[PROBLEM REQUIREMENTS]
For this exercise, return all the data word for word, with images left out.

------ MATERIAL PROVIDED ------

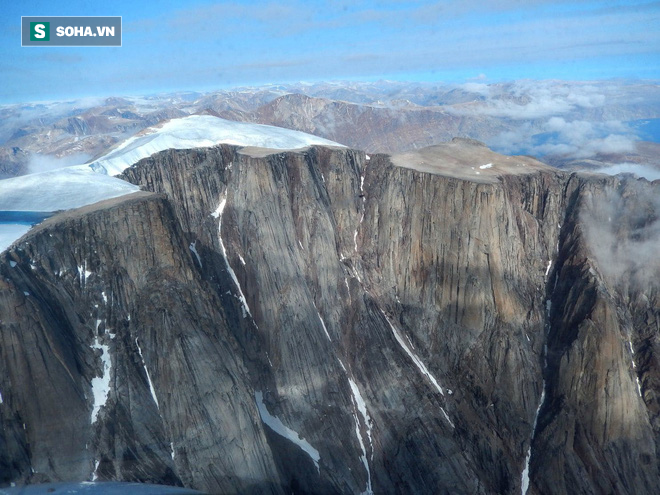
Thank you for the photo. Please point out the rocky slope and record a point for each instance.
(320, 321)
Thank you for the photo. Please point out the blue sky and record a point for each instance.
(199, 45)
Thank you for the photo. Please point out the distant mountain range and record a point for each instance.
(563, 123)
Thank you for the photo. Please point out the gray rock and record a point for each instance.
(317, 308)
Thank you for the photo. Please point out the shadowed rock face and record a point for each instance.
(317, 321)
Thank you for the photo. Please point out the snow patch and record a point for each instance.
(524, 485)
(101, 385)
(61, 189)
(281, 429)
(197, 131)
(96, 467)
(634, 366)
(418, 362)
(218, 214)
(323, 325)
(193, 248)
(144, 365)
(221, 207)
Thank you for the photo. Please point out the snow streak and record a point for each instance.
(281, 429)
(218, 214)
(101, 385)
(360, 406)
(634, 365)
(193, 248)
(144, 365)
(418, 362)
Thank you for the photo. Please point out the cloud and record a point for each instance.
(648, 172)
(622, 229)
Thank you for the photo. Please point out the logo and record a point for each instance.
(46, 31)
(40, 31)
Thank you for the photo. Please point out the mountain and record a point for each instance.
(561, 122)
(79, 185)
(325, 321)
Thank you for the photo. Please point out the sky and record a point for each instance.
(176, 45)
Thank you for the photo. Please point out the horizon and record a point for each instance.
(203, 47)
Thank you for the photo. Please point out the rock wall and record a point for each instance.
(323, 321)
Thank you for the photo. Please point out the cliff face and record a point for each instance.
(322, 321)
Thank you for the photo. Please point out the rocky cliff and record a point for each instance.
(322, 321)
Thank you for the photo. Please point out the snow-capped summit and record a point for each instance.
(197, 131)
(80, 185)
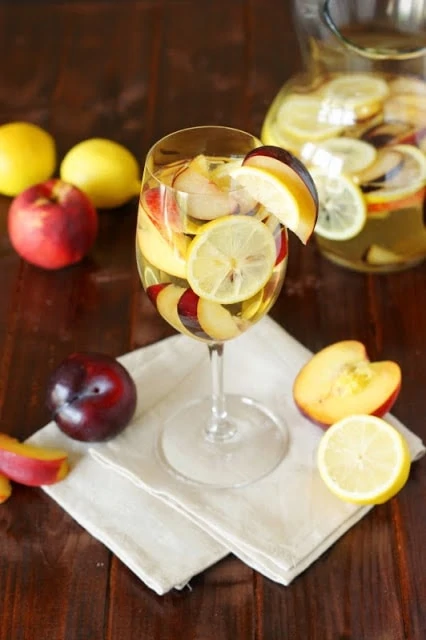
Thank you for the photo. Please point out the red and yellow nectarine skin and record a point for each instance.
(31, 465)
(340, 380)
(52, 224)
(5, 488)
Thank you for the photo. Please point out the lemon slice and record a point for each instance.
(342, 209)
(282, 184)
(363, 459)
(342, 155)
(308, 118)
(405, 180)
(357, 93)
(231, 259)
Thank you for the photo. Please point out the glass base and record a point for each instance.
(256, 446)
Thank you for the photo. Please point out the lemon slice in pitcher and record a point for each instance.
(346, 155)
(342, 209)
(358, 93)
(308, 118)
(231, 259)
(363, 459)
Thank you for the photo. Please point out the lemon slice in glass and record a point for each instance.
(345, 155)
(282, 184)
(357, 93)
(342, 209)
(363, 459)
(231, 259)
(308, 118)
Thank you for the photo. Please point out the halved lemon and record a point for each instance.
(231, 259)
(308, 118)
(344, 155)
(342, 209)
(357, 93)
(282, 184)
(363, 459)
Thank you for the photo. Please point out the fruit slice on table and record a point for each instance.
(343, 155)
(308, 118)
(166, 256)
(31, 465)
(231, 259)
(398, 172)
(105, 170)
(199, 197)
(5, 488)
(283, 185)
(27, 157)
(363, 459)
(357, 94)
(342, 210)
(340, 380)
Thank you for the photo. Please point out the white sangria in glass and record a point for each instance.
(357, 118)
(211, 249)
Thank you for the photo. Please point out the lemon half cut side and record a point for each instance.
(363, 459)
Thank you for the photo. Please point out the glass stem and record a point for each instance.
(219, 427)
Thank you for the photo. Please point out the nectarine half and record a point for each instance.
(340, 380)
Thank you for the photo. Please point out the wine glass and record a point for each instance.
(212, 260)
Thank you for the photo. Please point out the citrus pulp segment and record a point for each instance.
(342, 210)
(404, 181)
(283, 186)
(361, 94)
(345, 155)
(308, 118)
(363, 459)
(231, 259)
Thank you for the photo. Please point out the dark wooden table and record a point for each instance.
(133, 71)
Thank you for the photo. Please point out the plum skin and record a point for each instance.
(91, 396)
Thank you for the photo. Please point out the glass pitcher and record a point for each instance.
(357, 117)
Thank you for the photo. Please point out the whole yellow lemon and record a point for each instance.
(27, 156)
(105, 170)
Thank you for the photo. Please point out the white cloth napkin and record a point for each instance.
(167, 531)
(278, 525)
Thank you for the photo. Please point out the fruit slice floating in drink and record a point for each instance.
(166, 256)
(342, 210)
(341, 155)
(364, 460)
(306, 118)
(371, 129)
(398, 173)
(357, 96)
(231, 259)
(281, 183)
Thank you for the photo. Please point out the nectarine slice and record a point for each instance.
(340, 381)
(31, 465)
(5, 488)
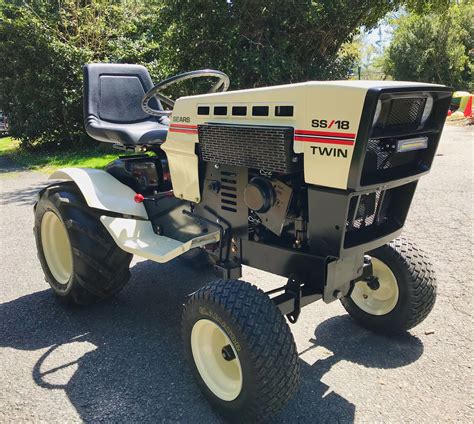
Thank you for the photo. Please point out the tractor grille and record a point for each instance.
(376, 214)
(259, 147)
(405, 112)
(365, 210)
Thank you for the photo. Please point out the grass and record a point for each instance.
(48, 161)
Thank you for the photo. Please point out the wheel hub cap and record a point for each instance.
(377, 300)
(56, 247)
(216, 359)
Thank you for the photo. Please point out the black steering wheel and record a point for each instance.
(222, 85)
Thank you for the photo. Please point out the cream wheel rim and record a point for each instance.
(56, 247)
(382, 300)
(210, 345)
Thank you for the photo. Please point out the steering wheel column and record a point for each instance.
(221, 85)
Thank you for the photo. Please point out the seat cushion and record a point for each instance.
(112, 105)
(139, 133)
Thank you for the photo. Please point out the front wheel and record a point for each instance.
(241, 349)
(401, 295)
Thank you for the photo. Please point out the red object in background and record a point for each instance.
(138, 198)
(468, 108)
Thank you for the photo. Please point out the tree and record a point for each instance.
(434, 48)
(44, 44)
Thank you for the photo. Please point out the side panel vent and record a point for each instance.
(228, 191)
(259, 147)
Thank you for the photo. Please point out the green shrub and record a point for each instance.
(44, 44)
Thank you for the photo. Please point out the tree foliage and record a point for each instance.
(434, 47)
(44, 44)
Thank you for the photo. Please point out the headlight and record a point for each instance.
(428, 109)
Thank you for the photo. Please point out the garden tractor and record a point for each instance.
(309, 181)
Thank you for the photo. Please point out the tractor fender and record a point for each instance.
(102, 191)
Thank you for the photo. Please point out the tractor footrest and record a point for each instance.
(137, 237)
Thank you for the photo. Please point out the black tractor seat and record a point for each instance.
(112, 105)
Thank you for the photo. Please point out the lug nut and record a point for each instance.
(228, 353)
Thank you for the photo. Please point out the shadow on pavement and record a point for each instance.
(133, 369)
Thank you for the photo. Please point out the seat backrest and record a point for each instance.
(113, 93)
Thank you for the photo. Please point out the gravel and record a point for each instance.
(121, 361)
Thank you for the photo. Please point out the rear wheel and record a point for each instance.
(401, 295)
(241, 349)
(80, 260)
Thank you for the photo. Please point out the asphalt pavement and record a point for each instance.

------

[ANSWER TO THIS TASK]
Thank you for the photo. Please point out the rocky slope and record a point for each instance.
(320, 321)
Thank you for the photo. Please point out the blue sky and record a point for each instance.
(199, 45)
Thank you for the photo. Please point out the distant mountain range and record a point for each instance.
(563, 123)
Thank you for the photo. Please point out the gray rock and record a point for each instance.
(317, 308)
Thank you for the photo. Please point out the shadowed rock face and record a point for each instance.
(317, 321)
Thank you for the photo. Please point out the snow patch and record a point for each instance.
(524, 485)
(101, 385)
(61, 189)
(281, 429)
(197, 131)
(96, 467)
(634, 366)
(418, 362)
(218, 214)
(323, 325)
(193, 248)
(144, 365)
(221, 207)
Thank you for the photo. Please point out the snow streak and record a point for each instance.
(281, 429)
(218, 214)
(101, 385)
(360, 406)
(634, 365)
(193, 248)
(144, 365)
(418, 362)
Thank you for the photo. Please point out the cloud and record a point for each instance.
(648, 172)
(622, 229)
Thank you for the photo. Please point out the logo and record a point for each instance.
(46, 31)
(40, 31)
Thank you for the photo. Please point out the mountain and record a point for each instance.
(561, 122)
(79, 185)
(325, 321)
Thank you for the photo. Please point out the sky and record a point for each instance.
(176, 45)
Thank you for the photo. Please point out the horizon and record a point for each instance.
(203, 47)
Thank you for the photo. Please point out the rock wall and record a point for each instance.
(323, 321)
Thank you for the photo. Please point out the cliff face and record a point for each instance.
(322, 321)
Thank you for the photo. Please point out the rocky cliff and record a point for each instance.
(322, 321)
Thank you for the photo. Please point out the snow-capped summit and record a point for each instance.
(197, 131)
(80, 185)
Thank you for the photo. Please point out the red and yellow nectarine skin and record a point for each instance.
(31, 465)
(340, 380)
(52, 224)
(5, 488)
Thank you for the photo. Please point out the lemon slice and record a point for each instance.
(342, 209)
(282, 184)
(363, 459)
(342, 155)
(308, 118)
(405, 180)
(357, 93)
(231, 259)
Thank you for the photo. Please point out the glass base and record a point for each instance.
(256, 446)
Thank you for the photo. Please point out the lemon slice in pitcher and record a point for each instance.
(346, 155)
(342, 209)
(358, 93)
(308, 118)
(231, 259)
(363, 459)
Thank you for the photo. Please point out the lemon slice in glass and record a point for each instance.
(345, 155)
(282, 184)
(357, 93)
(342, 209)
(363, 459)
(231, 259)
(308, 118)
Thank you for the photo. Please point out the halved lemon and record a point for each instance.
(231, 259)
(308, 118)
(344, 155)
(342, 209)
(357, 93)
(282, 184)
(363, 459)
Thank you for the photo. Please point out the fruit slice on table and record a point for each instance.
(343, 155)
(308, 118)
(166, 256)
(31, 465)
(231, 259)
(398, 172)
(105, 170)
(199, 197)
(5, 488)
(283, 185)
(27, 157)
(363, 459)
(357, 94)
(342, 210)
(340, 380)
Thank you for the photo. Please point out the white sangria in glass and record a point for each instance.
(357, 118)
(211, 249)
Thank you for the photo. Please point out the lemon half cut side and record a point for each instance.
(363, 459)
Thank you for the photo. Please point out the glass stem and record a point for each instance.
(219, 427)
Thank you for the photo. Please point out the nectarine half and record a point for each instance.
(340, 380)
Thank you for the photo. Please point out the wine glass and record a point for each instance.
(212, 260)
Thank you for the photo. Please point out the citrus pulp segment and record a point for each instance.
(342, 210)
(404, 181)
(283, 186)
(361, 94)
(345, 155)
(308, 118)
(363, 459)
(231, 259)
Thank you for the photo. Please point out the dark wooden table and record a point for each instance.
(133, 71)
Thank you for the photo. Please point out the plum skin and record a point for each instance.
(91, 396)
Thank you for the photo. Please point out the glass pitcher and record a point for each instance.
(357, 117)
Thank you for the photo. Please point out the whole yellow lemon and record a point for each instance.
(27, 156)
(105, 170)
Thank you for the photo. Please point out the white cloth napkin and record a point for each instance.
(167, 531)
(278, 525)
Thank you for the photo. Please point out the fruit slice floating in drink and record a point for each instance.
(166, 256)
(342, 210)
(341, 155)
(364, 460)
(306, 118)
(371, 129)
(398, 173)
(357, 96)
(231, 259)
(281, 183)
Thank you for the photo. Please point out the nectarine slice and record a point for each instance.
(340, 381)
(31, 465)
(5, 488)
Thank you for the photo. Please point out the tractor grille and record a point for each instance.
(376, 214)
(259, 147)
(405, 112)
(365, 210)
Thank you for the photo. Please point out the grass and record a point for each instance.
(48, 161)
Thank you for the photo. Please point out the wheel hub cap and record a point for each instance.
(377, 300)
(56, 247)
(216, 359)
Thank you for the photo. Please point out the black steering wheel and record a point for each instance.
(222, 85)
Thank you for the photo. Please point out the cream wheel rim and record a point for each instance.
(56, 247)
(382, 300)
(210, 345)
Thank you for the photo. Please point out the steering wheel column and record a point for each instance.
(221, 85)
Thank you for the photo. Please point out the seat cushion and record a point for each instance.
(112, 105)
(139, 133)
Thank you for the photo. Please point out the front wheel and record a point for each instance.
(241, 349)
(401, 295)
Thank you for the photo. Please point out the red object in background and record a point for each instance.
(138, 198)
(468, 108)
Thank you for the photo. Please point out the tree and record a point for each instance.
(434, 48)
(44, 44)
Thank you for the photo. Please point out the side panel vent and record a point for each instance.
(228, 191)
(259, 147)
Thank you for the photo. Please point out the green shrub and record a point for each instance.
(44, 44)
Thank you for the photo. Please point out the tree foliage and record a point for each instance.
(434, 47)
(44, 44)
Thank you for the photo. Please point out the headlight and record a point for each instance.
(428, 109)
Thank you for the photo. Please point out the garden tractor and record a point for each instance.
(309, 181)
Thank you for the photo. Please point out the tractor fender and record a point for each instance.
(102, 191)
Thank you for the photo. Please point out the tractor footrest and record a point for each instance.
(137, 237)
Thank you for the photo. Please point out the black tractor seat and record a point for each instance.
(112, 105)
Thank you for the photo. Please point out the lug nut and record a point for each instance.
(228, 353)
Thank you for the photo. Please point out the shadow on pavement and record a point for each instance.
(133, 369)
Thank you for the photo. Please point out the seat backrest and record a point for each instance.
(113, 93)
Thank you for the photo. Please point out the gravel and record a point for each instance.
(121, 361)
Thank you for the photo. Please point out the rear wheel and record a point for each instance.
(401, 295)
(241, 349)
(80, 260)
Thank you for the photo. Please point out the asphalt pavement and record a point for each instance.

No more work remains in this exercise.